_Problem description_: Reproduce exactly the lines from the one containing "Could you please locate the wing trailing" through the last line of the records below, both included, and nothing else.

[Dataset excerpts]
===

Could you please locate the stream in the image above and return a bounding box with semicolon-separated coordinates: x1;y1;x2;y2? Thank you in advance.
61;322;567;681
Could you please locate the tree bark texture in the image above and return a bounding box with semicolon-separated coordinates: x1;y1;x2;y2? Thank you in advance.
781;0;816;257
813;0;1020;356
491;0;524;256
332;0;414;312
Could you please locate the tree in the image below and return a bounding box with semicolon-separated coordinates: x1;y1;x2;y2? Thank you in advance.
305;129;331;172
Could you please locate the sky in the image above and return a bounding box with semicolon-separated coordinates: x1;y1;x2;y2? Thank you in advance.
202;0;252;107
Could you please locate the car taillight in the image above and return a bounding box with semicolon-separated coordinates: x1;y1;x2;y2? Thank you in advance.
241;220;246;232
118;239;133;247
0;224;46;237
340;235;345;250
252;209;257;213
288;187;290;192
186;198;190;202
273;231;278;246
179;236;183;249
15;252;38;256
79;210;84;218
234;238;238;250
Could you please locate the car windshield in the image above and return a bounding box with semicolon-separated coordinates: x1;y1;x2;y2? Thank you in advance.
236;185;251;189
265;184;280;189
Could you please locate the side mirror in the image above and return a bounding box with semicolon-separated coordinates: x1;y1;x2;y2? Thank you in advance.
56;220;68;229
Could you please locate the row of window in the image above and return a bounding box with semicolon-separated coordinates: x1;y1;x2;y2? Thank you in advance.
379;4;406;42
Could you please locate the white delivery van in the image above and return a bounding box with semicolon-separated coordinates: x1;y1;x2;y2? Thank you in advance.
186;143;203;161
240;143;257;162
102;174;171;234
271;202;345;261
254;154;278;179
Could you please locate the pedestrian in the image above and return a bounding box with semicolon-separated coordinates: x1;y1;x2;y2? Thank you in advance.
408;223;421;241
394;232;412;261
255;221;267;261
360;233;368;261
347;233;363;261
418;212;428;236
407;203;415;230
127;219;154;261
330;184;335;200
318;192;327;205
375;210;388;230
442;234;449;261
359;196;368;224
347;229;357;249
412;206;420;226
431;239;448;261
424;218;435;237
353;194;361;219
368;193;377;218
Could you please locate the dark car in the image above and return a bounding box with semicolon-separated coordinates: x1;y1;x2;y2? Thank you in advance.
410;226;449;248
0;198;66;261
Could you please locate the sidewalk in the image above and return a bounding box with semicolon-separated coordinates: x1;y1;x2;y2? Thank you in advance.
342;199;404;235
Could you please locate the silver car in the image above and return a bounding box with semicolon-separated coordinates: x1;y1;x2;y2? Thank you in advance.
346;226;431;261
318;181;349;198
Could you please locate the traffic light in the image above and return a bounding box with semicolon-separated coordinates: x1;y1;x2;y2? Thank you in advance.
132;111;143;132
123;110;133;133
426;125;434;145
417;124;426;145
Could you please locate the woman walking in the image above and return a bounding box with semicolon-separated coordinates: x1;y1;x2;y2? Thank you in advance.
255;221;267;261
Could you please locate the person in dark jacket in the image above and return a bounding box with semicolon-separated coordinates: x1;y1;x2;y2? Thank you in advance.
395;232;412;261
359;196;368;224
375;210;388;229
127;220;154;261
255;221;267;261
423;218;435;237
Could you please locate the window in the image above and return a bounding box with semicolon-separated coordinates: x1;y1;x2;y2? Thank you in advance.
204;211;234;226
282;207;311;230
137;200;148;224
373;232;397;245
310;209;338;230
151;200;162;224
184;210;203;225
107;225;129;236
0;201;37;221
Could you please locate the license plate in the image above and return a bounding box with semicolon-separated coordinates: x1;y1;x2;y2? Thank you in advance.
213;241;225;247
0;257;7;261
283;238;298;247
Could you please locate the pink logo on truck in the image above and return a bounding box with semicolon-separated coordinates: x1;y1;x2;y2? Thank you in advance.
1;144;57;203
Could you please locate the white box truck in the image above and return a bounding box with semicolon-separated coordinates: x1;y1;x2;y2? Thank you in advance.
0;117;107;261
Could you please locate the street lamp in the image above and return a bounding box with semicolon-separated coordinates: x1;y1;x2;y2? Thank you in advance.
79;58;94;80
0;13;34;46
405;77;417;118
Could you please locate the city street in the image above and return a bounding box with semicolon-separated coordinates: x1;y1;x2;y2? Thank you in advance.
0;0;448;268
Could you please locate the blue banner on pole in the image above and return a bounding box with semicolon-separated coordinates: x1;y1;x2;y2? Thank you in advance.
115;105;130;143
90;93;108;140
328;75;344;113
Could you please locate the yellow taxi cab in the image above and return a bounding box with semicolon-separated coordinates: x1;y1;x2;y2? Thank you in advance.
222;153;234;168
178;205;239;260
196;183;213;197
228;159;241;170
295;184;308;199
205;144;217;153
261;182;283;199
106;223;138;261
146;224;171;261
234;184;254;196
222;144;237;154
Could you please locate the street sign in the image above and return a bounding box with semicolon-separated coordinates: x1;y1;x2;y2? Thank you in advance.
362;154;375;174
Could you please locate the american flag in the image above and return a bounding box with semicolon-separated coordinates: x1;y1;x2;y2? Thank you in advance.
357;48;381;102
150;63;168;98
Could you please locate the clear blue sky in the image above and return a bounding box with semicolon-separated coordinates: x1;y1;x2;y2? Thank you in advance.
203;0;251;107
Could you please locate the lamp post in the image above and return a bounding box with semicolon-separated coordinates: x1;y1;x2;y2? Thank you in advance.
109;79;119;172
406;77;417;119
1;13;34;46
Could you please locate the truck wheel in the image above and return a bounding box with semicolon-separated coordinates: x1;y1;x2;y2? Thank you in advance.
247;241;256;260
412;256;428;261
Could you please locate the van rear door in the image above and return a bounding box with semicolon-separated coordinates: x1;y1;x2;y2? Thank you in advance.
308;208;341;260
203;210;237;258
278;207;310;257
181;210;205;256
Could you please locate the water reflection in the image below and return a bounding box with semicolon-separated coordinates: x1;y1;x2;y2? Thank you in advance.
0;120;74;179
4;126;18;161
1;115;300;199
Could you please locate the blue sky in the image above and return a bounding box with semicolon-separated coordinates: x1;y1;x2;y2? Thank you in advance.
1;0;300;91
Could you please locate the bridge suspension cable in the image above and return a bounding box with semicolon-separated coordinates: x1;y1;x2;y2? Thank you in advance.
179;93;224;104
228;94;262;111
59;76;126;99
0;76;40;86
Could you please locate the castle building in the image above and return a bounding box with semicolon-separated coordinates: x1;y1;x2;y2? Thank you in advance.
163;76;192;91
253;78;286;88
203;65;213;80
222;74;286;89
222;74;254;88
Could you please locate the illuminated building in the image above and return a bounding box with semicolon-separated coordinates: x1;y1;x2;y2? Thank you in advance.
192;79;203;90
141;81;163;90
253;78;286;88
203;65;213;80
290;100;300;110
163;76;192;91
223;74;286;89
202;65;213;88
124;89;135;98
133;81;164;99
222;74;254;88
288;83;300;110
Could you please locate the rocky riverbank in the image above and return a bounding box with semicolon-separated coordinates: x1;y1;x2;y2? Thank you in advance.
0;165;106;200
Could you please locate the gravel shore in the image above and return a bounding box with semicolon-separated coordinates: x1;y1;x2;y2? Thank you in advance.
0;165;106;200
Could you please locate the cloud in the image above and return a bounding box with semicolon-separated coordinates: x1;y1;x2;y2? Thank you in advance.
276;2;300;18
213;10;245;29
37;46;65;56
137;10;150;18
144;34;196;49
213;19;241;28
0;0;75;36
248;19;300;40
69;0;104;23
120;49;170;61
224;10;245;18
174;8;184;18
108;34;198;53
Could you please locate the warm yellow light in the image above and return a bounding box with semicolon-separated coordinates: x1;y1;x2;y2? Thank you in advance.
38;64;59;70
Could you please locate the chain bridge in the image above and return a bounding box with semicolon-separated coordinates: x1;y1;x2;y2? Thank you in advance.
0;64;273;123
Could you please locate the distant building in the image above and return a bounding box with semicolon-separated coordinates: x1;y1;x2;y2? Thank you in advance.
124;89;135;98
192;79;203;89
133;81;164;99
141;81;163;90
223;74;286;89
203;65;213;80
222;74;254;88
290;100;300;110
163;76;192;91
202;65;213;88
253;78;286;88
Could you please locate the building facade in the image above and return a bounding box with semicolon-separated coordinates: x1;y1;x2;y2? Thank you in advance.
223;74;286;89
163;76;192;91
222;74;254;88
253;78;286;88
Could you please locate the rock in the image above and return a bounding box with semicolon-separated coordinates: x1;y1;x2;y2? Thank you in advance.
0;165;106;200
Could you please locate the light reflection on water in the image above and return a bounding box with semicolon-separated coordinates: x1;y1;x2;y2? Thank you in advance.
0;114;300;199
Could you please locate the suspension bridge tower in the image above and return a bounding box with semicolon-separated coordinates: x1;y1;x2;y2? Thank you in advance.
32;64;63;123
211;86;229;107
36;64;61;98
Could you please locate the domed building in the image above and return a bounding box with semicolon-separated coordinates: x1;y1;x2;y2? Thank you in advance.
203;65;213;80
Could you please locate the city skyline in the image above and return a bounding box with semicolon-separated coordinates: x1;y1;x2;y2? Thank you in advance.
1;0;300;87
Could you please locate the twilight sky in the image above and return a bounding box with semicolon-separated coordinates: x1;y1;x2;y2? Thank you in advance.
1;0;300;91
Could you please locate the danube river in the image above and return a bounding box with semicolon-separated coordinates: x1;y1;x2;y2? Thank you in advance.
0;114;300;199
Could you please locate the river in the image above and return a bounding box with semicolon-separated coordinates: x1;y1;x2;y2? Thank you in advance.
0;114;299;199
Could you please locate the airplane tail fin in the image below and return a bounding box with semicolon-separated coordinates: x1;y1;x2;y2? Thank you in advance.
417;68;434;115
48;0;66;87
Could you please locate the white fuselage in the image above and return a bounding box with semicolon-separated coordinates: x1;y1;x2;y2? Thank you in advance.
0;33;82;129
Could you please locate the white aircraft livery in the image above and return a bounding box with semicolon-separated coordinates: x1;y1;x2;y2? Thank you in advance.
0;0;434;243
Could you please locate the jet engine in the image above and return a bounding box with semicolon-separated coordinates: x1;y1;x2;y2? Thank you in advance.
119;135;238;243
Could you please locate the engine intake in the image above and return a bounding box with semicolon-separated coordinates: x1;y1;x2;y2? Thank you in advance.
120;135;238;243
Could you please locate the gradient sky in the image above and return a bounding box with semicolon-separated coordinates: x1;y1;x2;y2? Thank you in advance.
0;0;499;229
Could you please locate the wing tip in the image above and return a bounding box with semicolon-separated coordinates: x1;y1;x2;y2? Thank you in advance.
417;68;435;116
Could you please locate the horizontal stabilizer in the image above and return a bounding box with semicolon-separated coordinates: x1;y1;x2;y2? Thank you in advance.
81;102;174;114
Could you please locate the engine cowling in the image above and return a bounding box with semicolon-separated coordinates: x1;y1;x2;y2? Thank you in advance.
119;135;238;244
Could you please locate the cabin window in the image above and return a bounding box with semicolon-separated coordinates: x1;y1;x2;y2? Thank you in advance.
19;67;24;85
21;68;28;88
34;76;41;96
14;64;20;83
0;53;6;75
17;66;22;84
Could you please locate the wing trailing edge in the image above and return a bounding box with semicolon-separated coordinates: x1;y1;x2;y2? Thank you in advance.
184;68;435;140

===

_Finished task_:
Could you please locate the wing trailing edge in the image above and return a bounding box with semicolon-separated coordinates: x1;y1;x2;y2? Thank you in advance.
184;68;435;140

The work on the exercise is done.